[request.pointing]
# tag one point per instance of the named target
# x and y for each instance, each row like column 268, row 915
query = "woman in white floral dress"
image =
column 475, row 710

...

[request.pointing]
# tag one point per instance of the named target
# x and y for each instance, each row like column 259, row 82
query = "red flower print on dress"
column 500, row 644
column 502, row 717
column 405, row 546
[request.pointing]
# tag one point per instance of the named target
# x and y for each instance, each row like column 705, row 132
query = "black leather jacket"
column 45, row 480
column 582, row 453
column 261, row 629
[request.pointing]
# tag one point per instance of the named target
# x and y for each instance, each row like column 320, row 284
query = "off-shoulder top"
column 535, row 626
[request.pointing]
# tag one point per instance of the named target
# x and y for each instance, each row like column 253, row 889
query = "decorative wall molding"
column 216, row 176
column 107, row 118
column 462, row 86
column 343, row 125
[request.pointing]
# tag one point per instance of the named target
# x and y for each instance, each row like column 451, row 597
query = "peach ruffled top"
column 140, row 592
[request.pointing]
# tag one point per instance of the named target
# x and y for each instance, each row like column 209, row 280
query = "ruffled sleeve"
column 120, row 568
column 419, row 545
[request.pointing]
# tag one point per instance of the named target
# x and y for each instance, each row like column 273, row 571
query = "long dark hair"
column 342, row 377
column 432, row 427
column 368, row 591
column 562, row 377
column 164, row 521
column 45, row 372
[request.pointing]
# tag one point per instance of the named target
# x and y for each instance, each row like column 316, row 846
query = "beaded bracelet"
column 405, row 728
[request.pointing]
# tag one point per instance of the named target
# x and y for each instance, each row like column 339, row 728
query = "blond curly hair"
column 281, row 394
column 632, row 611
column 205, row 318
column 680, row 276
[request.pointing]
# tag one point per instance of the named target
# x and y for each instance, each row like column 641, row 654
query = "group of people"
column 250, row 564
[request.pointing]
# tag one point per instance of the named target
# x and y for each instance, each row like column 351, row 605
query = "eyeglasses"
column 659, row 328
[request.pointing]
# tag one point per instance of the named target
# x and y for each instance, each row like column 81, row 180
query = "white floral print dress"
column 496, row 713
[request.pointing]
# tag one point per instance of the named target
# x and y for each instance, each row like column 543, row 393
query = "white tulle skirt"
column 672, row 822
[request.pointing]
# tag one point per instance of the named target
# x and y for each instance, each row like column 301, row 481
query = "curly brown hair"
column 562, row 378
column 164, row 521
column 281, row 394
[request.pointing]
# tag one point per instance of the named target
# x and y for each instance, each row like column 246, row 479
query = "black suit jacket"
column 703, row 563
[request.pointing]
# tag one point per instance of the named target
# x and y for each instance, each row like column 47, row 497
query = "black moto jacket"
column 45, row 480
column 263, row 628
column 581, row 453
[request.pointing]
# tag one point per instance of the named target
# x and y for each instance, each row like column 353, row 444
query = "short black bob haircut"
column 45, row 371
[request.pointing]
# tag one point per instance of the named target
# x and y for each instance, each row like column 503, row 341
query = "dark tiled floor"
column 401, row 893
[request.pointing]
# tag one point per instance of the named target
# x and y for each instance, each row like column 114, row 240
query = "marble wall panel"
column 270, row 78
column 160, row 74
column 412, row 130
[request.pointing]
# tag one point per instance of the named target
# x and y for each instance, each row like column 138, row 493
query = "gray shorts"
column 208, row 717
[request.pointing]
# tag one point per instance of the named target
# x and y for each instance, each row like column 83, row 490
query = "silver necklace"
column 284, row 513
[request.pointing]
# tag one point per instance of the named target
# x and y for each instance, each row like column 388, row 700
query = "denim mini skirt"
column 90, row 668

→ Action item:
Of the entries above, transcribe exactly those lines that fall between the line containing "543, row 393" and the line containing "246, row 479", together with those two lines.

→ Solution for this task:
# x and y for each instance, each row like column 543, row 393
query = "white tulle skirt"
column 672, row 822
[request.pointing]
# tag one point per instance of the named target
# x and y for each instance, each row like column 301, row 481
query = "curly brown hair"
column 562, row 378
column 164, row 521
column 281, row 394
[request.pointing]
# tag one point per instance of the named target
# x and y for each instance, each row like column 246, row 479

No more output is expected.